Material to process:
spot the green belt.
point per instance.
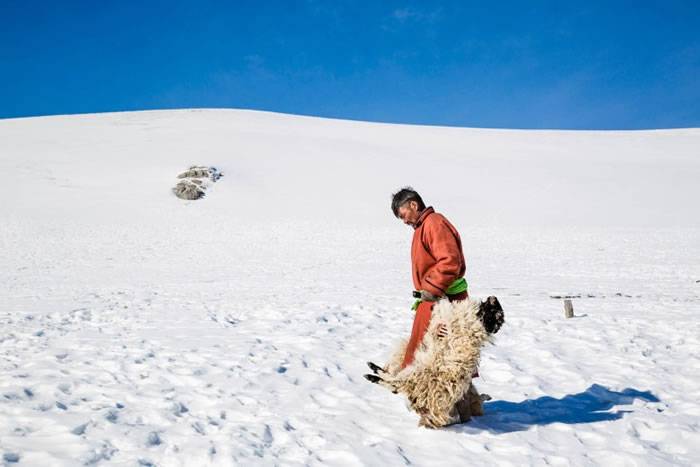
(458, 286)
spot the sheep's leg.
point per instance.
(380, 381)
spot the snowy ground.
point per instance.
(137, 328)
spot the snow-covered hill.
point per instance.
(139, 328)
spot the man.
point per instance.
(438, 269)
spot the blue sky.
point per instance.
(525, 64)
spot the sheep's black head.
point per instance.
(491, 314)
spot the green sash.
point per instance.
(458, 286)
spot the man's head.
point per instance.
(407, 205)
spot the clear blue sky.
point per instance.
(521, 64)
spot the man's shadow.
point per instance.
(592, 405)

---

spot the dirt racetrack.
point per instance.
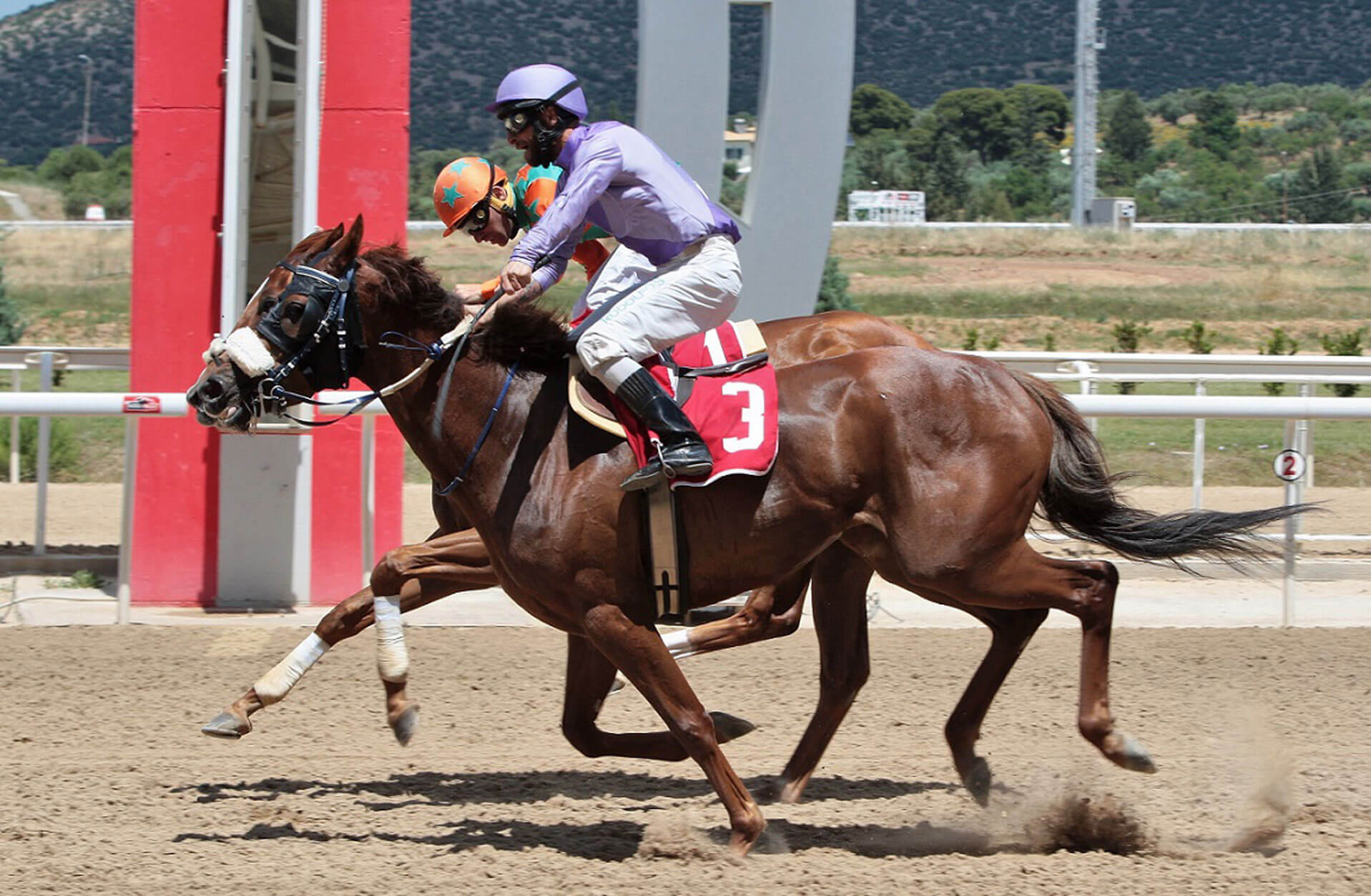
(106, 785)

==

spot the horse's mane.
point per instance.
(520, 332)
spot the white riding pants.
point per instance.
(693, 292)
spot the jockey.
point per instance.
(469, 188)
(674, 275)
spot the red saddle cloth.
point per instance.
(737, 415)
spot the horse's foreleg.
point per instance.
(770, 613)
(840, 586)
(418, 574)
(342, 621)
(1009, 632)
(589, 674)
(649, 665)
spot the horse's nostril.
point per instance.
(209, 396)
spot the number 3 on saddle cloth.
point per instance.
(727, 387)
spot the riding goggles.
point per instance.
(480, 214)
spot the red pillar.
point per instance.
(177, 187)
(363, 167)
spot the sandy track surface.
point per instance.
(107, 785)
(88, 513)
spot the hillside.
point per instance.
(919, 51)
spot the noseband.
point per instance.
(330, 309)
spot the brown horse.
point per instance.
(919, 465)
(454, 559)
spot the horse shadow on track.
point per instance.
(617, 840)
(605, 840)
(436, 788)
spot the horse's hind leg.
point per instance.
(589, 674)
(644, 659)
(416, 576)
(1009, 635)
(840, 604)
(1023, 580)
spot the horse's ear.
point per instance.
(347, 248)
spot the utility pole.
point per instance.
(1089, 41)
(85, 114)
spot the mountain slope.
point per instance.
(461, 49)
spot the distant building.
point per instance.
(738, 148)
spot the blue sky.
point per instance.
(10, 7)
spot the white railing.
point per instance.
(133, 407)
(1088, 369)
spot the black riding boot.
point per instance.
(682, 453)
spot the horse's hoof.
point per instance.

Aim: Work out how many lines in the records above contain the string "head", treating uppercase and lowercase letters as different. Reply with only the number.

Exercise output: 2